DIRECTION:
Which lines in the material below contain the word "black"? Copy out each of those lines.

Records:
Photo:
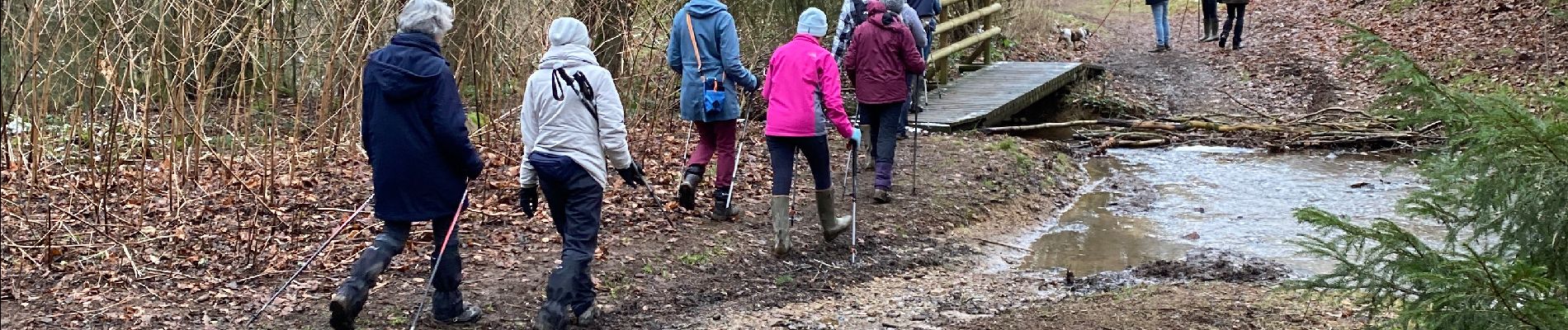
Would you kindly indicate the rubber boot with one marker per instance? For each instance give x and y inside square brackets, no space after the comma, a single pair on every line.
[552,316]
[460,312]
[1211,30]
[831,225]
[350,298]
[721,209]
[689,182]
[780,213]
[1214,29]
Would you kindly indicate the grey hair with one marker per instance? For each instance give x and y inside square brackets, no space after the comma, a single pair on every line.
[894,7]
[425,16]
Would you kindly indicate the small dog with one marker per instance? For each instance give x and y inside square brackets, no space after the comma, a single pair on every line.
[1071,36]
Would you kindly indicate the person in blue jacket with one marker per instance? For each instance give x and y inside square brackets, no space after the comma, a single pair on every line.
[705,49]
[421,160]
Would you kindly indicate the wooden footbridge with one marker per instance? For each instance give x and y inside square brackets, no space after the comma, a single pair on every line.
[993,92]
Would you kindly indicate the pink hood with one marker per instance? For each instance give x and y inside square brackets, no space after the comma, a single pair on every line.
[803,91]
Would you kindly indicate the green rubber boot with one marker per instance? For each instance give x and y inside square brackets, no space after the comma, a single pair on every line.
[782,223]
[831,225]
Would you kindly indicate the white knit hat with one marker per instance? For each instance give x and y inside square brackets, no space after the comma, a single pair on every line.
[813,21]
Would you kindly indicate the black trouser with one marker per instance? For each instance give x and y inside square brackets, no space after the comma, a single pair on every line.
[883,136]
[447,302]
[1238,13]
[782,150]
[576,200]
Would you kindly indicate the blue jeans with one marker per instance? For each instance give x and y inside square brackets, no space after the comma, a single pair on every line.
[576,202]
[1162,29]
[885,136]
[447,300]
[782,155]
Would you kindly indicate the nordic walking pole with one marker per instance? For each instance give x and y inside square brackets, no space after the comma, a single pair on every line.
[659,205]
[441,255]
[309,260]
[855,207]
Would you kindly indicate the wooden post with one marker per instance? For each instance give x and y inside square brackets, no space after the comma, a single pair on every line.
[989,43]
[944,40]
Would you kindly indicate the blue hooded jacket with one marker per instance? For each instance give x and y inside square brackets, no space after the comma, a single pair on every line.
[720,50]
[413,127]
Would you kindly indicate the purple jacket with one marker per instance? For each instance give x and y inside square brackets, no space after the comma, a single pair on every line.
[881,54]
[803,91]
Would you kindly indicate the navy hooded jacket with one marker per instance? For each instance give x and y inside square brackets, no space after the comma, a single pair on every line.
[414,132]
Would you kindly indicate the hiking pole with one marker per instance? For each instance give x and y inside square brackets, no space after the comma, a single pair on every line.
[740,141]
[914,160]
[441,255]
[855,191]
[309,260]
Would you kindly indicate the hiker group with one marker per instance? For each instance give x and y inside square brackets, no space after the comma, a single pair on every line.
[574,134]
[1230,35]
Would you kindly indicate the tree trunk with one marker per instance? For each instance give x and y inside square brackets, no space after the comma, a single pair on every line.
[607,24]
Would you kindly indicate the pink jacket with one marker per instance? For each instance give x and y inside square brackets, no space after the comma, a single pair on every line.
[803,91]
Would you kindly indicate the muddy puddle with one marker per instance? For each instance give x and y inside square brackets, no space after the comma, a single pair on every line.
[1148,204]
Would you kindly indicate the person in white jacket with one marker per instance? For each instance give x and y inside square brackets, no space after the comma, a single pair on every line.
[571,122]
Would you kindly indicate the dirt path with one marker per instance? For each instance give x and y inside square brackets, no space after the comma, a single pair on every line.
[1283,68]
[714,271]
[923,265]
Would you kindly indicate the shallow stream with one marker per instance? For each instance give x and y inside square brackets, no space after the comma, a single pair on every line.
[1148,204]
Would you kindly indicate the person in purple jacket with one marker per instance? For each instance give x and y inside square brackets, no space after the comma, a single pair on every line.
[803,102]
[880,59]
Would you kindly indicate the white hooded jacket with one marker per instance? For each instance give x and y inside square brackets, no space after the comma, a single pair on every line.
[566,127]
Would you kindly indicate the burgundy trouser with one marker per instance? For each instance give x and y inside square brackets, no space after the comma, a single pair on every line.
[716,138]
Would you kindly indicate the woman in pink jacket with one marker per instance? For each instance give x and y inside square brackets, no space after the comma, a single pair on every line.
[803,102]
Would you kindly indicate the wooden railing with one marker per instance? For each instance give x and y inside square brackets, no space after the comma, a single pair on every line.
[975,29]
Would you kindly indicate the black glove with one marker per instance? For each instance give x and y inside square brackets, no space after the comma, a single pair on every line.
[632,176]
[529,199]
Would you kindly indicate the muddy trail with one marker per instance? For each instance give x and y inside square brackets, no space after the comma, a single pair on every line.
[649,277]
[1287,64]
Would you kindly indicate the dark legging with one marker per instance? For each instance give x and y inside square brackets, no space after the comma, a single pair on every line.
[1235,13]
[782,150]
[576,205]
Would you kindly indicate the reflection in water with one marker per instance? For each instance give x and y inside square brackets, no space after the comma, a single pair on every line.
[1235,199]
[1090,238]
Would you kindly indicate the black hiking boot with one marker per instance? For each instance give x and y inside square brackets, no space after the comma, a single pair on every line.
[881,196]
[345,307]
[588,318]
[689,182]
[350,298]
[721,209]
[470,314]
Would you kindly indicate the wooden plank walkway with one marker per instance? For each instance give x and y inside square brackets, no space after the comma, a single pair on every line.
[993,94]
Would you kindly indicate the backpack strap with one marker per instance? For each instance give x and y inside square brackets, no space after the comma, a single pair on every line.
[579,85]
[698,52]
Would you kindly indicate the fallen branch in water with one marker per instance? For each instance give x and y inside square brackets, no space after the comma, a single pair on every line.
[1142,124]
[1024,249]
[1362,130]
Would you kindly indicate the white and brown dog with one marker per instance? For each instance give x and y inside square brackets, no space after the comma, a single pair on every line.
[1071,36]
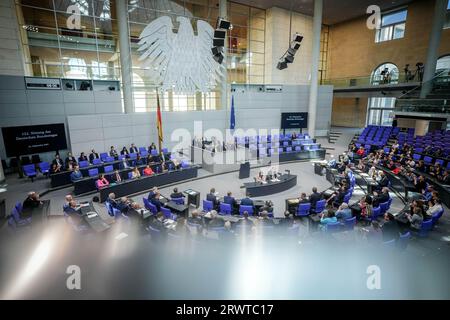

FULL ANSWER:
Would you kindly indicate the black trouser with one marker per instance? For each instance give x and y inside square brackets, no space after the comma, a single pair on every line.
Would you kindly indicate the black glove with one marker per instance? For each instance give x and y inside square brackets, no space after the comma, a single pair on every line.
Would you kindly indicate the black hiking boot with one marker per instance? For each instance give x and y inside square brackets, no space after the comma, a single pair on every line.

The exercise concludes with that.